▶ _WORK INSTRUCTIONS_:
1) Say whether each statement agrees with the researcher profiles. For each, answer yes or no and quote the exact words from the profiles that decide it.
(a) Danforth co-runs the Computational Story Lab with Peter Dodds.
(b) The Hedonometer measures global happiness using messages from Facebook.
(c) Laurent's recent projects include work on echo chambers in political discussions.
2) Carry on the researcher profiles from the point where they stop.

Danforth is an applied mathematician interested in modeling a variety of physical, biological, and social phenomenon. He has applied principles of chaos theory to improve weather forecasts as a member of the Mathematics and Climate Research Network, and developed a real-time remote sensor of global happiness using messages from Twitter: the Hedonometer. Danforth co-runs the Computational Story Lab with Peter Dodds, and helps run UVM's reading group on complexity.
Laurent studies the interaction of structure and dynamics. His research involves network theory, statistical physics and nonlinear dynamics along with their applications in epidemiology, ecology, biology, and sociology. Recent projects include comparing complex networks of different nature, the coevolution of human behavior and infectious diseases, understanding the role of forest shape in determining stability of tropical forests, as well as the impact of echo chambers in political discussions.

▶ _THE DATA_:
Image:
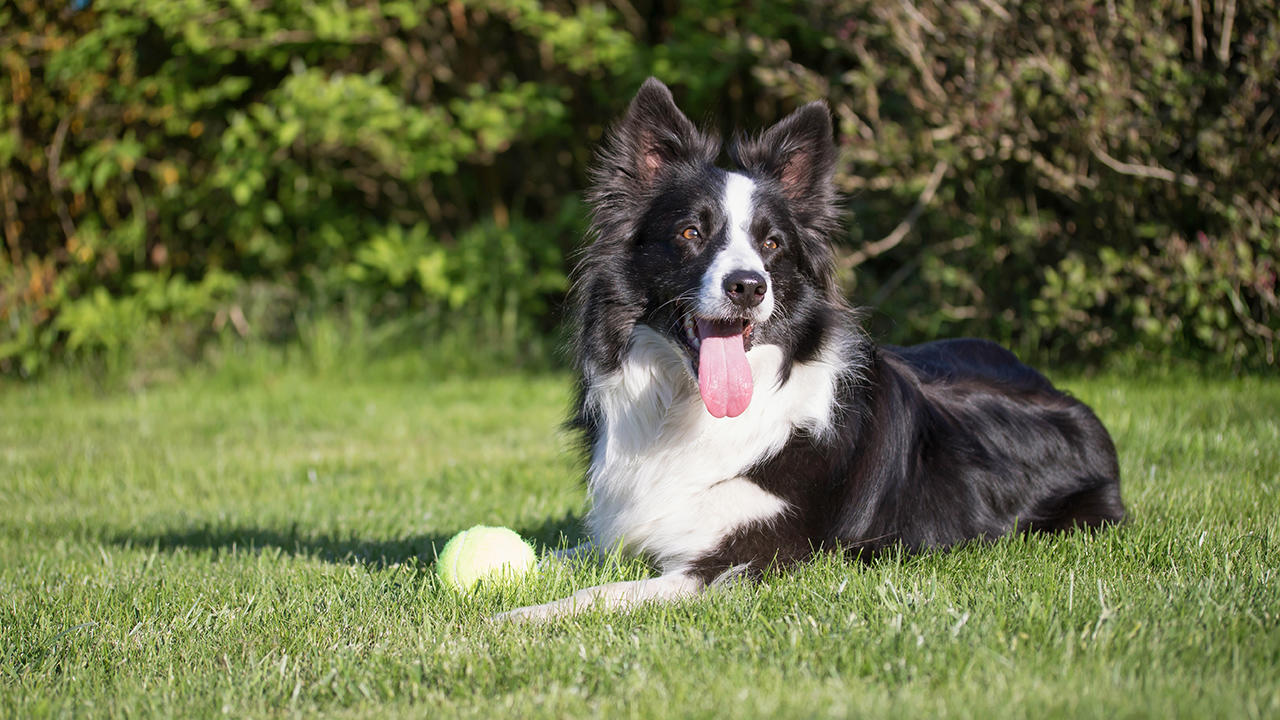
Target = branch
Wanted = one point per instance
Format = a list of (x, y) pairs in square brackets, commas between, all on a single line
[(1153, 172), (895, 237)]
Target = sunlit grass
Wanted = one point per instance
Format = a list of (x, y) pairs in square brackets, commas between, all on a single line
[(260, 545)]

▶ _RESPONSE LIST_:
1)
(a) Yes: "Danforth co-runs the Computational Story Lab with Peter Dodds"
(b) No: "a real-time remote sensor of global happiness using messages from Twitter"
(c) Yes: "as well as the impact of echo chambers in political discussions"

2)
Hines' work broadly focuses on finding ways to make electric energy more reliable, more affordable, with less environmental impact. Particular topics of interest include understanding the mechanisms by which small problems in the power grid become large blackouts, identifying and mitigating the stresses caused by large amounts of electric vehicle charging, and quantifying the impact of high penetrations of wind/solar on electricity systems.
Bagrow's interests include: Complex Networks (community detection, social modeling and human dynamics, statistical phenomena, graph similarity and isomorphism), Statistical Physics (non-equilibrium methods, phase transitions, percolation, interacting particle systems, spin glasses), and Optimization(glassy techniques such as simulated/quantum annealing, (non-gradient) minimization of noisy objective functions).